Document excerpt ::
^^^^^^^^

HAMILTON JORDAN: 1944-2008

A cheerful fighter for the common good


For the Journal-Constitution
Published on: 05/22/08

It was fitting that Hamilton Jordan was the first person I met when, almost 40 years ago, I volunteered for Jimmy Carter's gubernatorial campaign. I cannot imagine that any campaign staffer has ever played a larger role in the election of a governor or a president. There is no finer example of political genius than his November 1972 memo that spelled out, in eerily accurate detail, how a former governor from the Deep South could, in November 1976, be elected the next president of the United States.

Not long after meeting, we discovered that his ancestors and mine had known each other on other days and other fields more than a century past —- Lawton's Brigade of the Army of Northern Virginia. The difference was, as he occasionally noted, his ancestor was Gen. A.R. Lawton and my kin were of more modest rank and station.

On a few occasions when times were tough and dark, we mused about how those kinfolk may have thought of what life had dealt them. I never got around to asking him if ever he thought of them again over the long 20-plus years that he fought cancer. I know they would have been proud of him, as were all of us who knew him.

The courage and cheerful irreverence and compassion of those last years were accurate reflections of the man I had known almost 20 years before.

When people now hear mostly of campaigns filled with ambition, ego and careerism, of hired guns eager to be anybody's dog, it is worth recalling and honoring a man who was none of those things.

Much like the man we both served, Hamilton was involved in politics for a reason —- for the good he hoped to do for a state, a country and people who had been dealt the hardest lot in life. Lord knows, he enjoyed the thrill of political combat, maybe because he was so good at it; but it was never all about the game.

The many young people who worked for him would tell you, as they have repeatedly told me, how they learned from him about how to treat peers and subordinates. He set an example of serving the common good rather than grabbing credit and ducking blame. Our daughter, Emily, came home to Georgia to work in Hamilton's 1986 campaign for the U.S. Senate and returned saying she now understood why her mother and I thought so much of him.

^^^^^^^^

Extracted material ::
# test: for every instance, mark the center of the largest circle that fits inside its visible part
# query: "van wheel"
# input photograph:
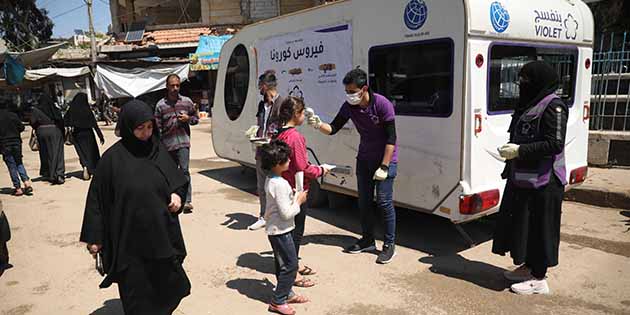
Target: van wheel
(340, 201)
(317, 197)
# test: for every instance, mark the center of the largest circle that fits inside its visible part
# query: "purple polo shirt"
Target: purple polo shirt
(369, 123)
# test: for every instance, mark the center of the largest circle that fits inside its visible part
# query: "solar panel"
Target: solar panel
(135, 32)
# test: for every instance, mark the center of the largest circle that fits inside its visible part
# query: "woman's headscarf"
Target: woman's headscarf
(80, 114)
(136, 113)
(540, 80)
(47, 106)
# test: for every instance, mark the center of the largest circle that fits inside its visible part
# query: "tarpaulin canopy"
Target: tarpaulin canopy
(37, 74)
(121, 82)
(208, 51)
(34, 57)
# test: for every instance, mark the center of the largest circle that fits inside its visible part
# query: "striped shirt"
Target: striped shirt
(174, 134)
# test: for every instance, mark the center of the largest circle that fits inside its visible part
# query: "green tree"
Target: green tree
(24, 26)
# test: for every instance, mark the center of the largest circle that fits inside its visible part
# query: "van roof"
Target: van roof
(556, 21)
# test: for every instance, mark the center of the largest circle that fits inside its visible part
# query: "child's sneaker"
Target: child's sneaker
(533, 286)
(520, 274)
(283, 309)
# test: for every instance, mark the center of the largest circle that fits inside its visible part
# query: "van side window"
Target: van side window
(236, 82)
(506, 61)
(416, 77)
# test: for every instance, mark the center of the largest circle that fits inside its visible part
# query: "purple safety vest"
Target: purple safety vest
(535, 173)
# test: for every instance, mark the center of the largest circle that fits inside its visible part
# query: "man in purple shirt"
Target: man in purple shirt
(174, 114)
(373, 115)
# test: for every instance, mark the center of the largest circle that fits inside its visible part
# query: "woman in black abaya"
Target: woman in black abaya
(82, 121)
(131, 217)
(48, 124)
(528, 226)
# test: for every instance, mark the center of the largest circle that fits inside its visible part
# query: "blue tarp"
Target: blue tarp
(13, 70)
(208, 51)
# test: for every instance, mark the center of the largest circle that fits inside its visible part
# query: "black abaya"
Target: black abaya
(127, 213)
(528, 225)
(81, 119)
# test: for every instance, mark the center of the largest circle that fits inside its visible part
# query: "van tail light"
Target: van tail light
(478, 126)
(578, 175)
(479, 202)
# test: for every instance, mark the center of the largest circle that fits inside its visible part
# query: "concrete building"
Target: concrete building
(158, 14)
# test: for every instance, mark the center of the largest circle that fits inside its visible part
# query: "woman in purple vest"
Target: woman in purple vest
(529, 217)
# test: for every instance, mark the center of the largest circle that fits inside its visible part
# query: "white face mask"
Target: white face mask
(354, 99)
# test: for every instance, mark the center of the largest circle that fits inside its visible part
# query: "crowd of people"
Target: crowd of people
(142, 183)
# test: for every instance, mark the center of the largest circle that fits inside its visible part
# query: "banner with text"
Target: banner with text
(310, 64)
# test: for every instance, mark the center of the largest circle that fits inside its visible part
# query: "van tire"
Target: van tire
(317, 197)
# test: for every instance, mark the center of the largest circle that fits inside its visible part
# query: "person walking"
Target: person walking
(290, 117)
(528, 225)
(11, 149)
(282, 207)
(174, 115)
(131, 217)
(374, 117)
(47, 121)
(82, 122)
(267, 121)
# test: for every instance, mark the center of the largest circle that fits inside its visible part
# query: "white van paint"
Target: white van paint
(441, 158)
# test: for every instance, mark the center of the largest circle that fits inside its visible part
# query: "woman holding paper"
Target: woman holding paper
(291, 115)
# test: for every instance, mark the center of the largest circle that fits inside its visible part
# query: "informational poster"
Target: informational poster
(310, 64)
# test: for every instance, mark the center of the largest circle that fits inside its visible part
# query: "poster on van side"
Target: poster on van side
(310, 64)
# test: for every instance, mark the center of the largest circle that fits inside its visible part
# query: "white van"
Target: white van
(449, 67)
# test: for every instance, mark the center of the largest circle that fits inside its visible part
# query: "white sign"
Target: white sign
(310, 64)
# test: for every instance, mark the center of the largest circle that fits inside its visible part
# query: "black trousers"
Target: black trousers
(286, 265)
(153, 287)
(298, 232)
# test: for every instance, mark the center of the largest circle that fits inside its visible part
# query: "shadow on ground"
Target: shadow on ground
(259, 290)
(477, 272)
(239, 221)
(626, 214)
(423, 232)
(110, 307)
(258, 262)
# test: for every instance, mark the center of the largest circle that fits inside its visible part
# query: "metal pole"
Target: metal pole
(92, 35)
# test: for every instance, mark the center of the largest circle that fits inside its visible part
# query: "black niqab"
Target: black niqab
(47, 106)
(127, 205)
(80, 114)
(540, 80)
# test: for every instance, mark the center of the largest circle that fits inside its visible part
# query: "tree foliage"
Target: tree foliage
(24, 26)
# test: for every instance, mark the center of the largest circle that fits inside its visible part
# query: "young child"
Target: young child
(291, 115)
(282, 206)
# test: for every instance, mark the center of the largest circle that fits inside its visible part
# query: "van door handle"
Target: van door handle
(586, 115)
(478, 121)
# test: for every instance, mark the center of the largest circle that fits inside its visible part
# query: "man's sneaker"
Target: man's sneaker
(387, 254)
(188, 208)
(533, 286)
(360, 246)
(258, 224)
(520, 274)
(86, 174)
(283, 309)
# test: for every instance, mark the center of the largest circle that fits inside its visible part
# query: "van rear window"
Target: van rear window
(506, 60)
(416, 77)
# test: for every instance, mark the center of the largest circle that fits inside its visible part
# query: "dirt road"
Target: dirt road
(231, 268)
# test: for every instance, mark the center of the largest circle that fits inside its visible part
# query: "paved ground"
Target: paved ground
(604, 187)
(231, 268)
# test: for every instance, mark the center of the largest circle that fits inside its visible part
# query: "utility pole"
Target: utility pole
(92, 45)
(92, 34)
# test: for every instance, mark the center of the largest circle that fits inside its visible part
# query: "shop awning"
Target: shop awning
(208, 51)
(120, 82)
(37, 74)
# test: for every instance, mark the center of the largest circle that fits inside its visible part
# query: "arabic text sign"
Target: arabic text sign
(310, 64)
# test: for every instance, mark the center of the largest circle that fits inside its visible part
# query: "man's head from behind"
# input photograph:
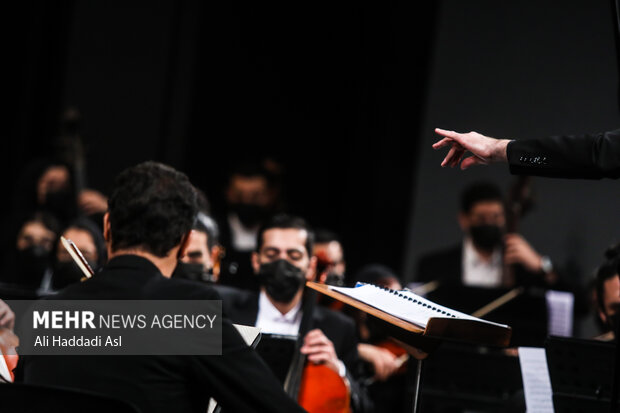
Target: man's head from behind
(283, 258)
(482, 215)
(151, 209)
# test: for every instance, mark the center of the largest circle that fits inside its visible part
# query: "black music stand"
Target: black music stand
(581, 373)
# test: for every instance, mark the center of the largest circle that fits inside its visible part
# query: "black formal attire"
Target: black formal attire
(236, 266)
(584, 156)
(238, 379)
(242, 307)
(446, 266)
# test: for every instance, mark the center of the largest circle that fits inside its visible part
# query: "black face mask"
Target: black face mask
(192, 271)
(250, 215)
(67, 272)
(61, 204)
(486, 237)
(613, 322)
(31, 265)
(281, 280)
(334, 279)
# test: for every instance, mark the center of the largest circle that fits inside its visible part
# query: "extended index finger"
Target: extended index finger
(449, 134)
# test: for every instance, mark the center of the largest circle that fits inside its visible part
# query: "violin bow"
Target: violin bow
(77, 256)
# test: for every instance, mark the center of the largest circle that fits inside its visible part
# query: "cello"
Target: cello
(316, 387)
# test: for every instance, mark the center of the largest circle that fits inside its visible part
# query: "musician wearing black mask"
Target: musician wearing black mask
(607, 284)
(142, 257)
(486, 250)
(199, 262)
(283, 263)
(251, 198)
(31, 259)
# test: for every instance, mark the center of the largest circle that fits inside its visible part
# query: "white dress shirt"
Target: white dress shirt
(478, 272)
(272, 321)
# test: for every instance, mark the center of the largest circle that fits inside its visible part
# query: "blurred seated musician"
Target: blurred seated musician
(329, 253)
(89, 239)
(283, 263)
(200, 263)
(251, 198)
(608, 292)
(486, 250)
(29, 262)
(142, 257)
(8, 343)
(330, 265)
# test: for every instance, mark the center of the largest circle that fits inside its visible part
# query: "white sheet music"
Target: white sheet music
(5, 374)
(560, 313)
(248, 333)
(403, 304)
(536, 382)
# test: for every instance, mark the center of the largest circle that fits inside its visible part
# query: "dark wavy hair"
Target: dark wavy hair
(609, 269)
(151, 207)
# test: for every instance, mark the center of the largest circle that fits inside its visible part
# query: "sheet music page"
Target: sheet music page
(404, 304)
(5, 374)
(560, 313)
(536, 382)
(248, 333)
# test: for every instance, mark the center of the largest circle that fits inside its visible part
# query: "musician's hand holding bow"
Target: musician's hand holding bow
(319, 349)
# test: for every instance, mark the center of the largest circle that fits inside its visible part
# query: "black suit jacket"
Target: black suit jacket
(446, 266)
(242, 307)
(584, 156)
(238, 379)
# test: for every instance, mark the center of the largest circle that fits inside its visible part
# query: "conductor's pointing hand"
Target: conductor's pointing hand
(483, 149)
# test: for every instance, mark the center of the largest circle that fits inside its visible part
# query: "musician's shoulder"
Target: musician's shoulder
(329, 316)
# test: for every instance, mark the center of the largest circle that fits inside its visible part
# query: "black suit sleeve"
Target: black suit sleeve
(239, 380)
(584, 156)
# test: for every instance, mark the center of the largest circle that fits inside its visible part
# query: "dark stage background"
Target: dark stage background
(343, 94)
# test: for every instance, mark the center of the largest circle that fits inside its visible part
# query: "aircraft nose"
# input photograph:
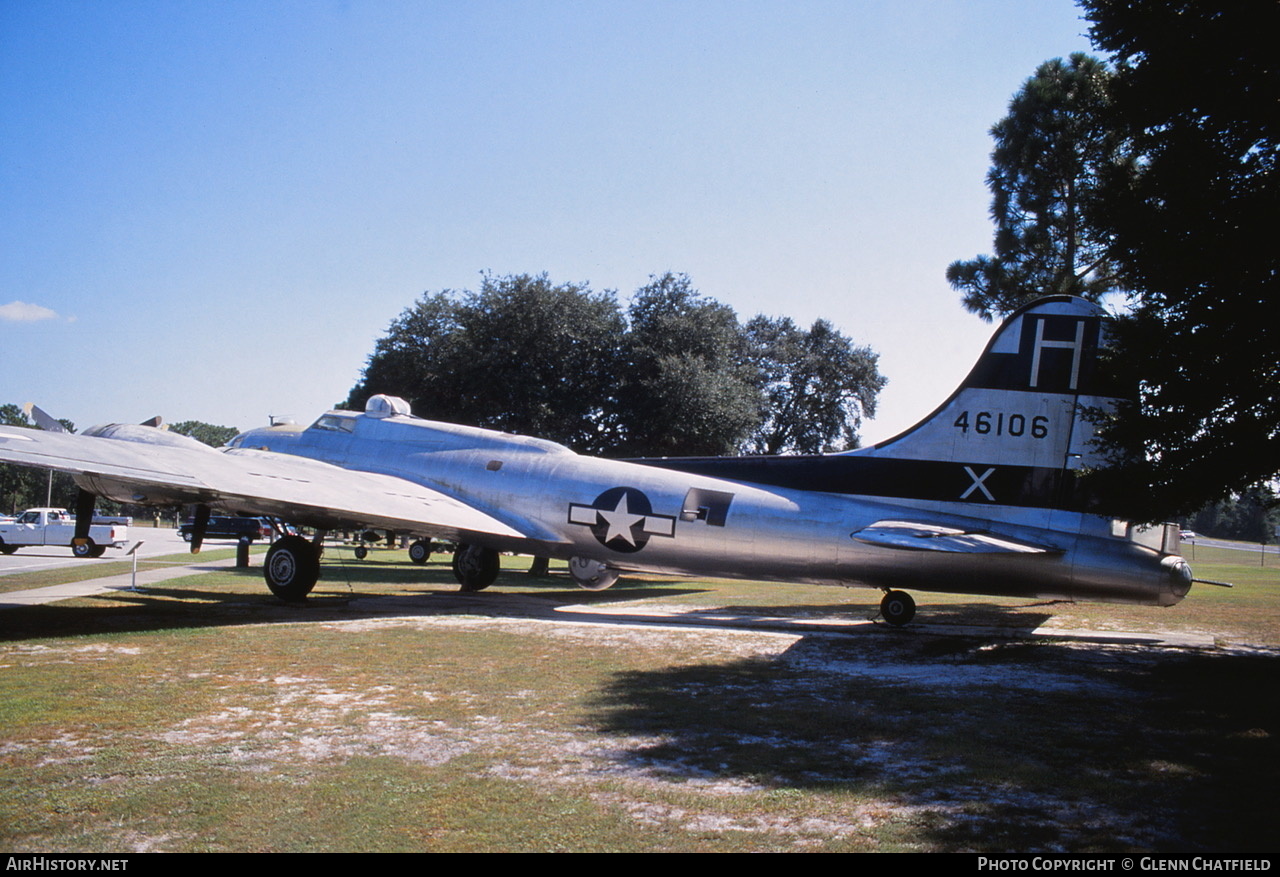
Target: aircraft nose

^^^^^^^^

Required tasks ::
#1 List every four-digit year that appears in the tribute to Hamilton Jordan, including its header.
#2 Transcribe the tribute to Hamilton Jordan word for word, starting at "On a few occasions" and ending at "20 years before.".
The listing has no connection to the tribute to Hamilton Jordan.

Exercise results ::
#1 1944, 2008, 1972, 1976, 1986

#2
On a few occasions when times were tough and dark, we mused about how those kinfolk may have thought of what life had dealt them. I never got around to asking him if ever he thought of them again over the long 20-plus years that he fought cancer. I know they would have been proud of him, as were all of us who knew him.

The courage and cheerful irreverence and compassion of those last years were accurate reflections of the man I had known almost 20 years before.